_COMPLETE O SEGUINTE_.
(1) Imprima, da crônica "Vir a ser do ser", tudo o que vai desde "Vir a ser do" até "um singelo entretenimento.", sem qualquer alteração.
(2) Indique se cada afirmação abaixo está de acordo com a crônica "Vir a ser do ser", respondendo sim ou não e citando literalmente as palavras do texto que o comprovam: (a) o que de fato interessa numa crônica é o seu enredo; (b) o relato referido tem no mínimo cinco parágrafos; (c) a extensão possível da resposta é comparada à do horóscopo chinês.

_EXCERTO DO TEXTO_.
====

Vir a ser do ser

Gilberto de Assis Barbosa dos Santos

O que tem de atraente numa escrita para ti, oh meu caro leitor? A resposta pode ser longa, curta ou média, a exemplo do horóscopo árabe. Será que você é chegado nas previsões zodiacais? No presente desta leitura, quando emerge a minha enunciação, o mais importante não é detectar o texto grafado, primeiramente numa narrativa cursiva e, num segundo, usando sinais gráficos que me saltam da tela do computador. Feitas essas observações preambulares, penso ser interessante me enveredar pelo que de fato interessa numa crônica: o seu enredo. Para que serve um relato que tem no máximo cinco parágrafos? Para muitos, pode ser tudo ou nada ao mesmo tempo, já que o escopo é apenas um singelo entretenimento.

====

_EXCERTO DE DADOS_.
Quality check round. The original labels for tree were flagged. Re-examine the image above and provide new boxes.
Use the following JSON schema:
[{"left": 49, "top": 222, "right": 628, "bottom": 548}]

====

_RESPOSTAS POR TAREFA_.
(1)
Vir a ser do ser

Gilberto de Assis Barbosa dos Santos

O que tem de atraente numa escrita para ti, oh meu caro leitor? A resposta pode ser longa, curta ou média, a exemplo do horóscopo árabe. Será que você é chegado nas previsões zodiacais? No presente desta leitura, quando emerge a minha enunciação, o mais importante não é detectar o texto grafado, primeiramente numa narrativa cursiva e, num segundo, usando sinais gráficos que me saltam da tela do computador. Feitas essas observações preambulares, penso ser interessante me enveredar pelo que de fato interessa numa crônica: o seu enredo. Para que serve um relato que tem no máximo cinco parágrafos? Para muitos, pode ser tudo ou nada ao mesmo tempo, já que o escopo é apenas um singelo entretenimento.

(2)
(a) Sim: "o que de fato interessa numa crônica: o seu enredo".
(b) Não: "tem no máximo cinco parágrafos".
(c) Não: "a exemplo do horóscopo árabe".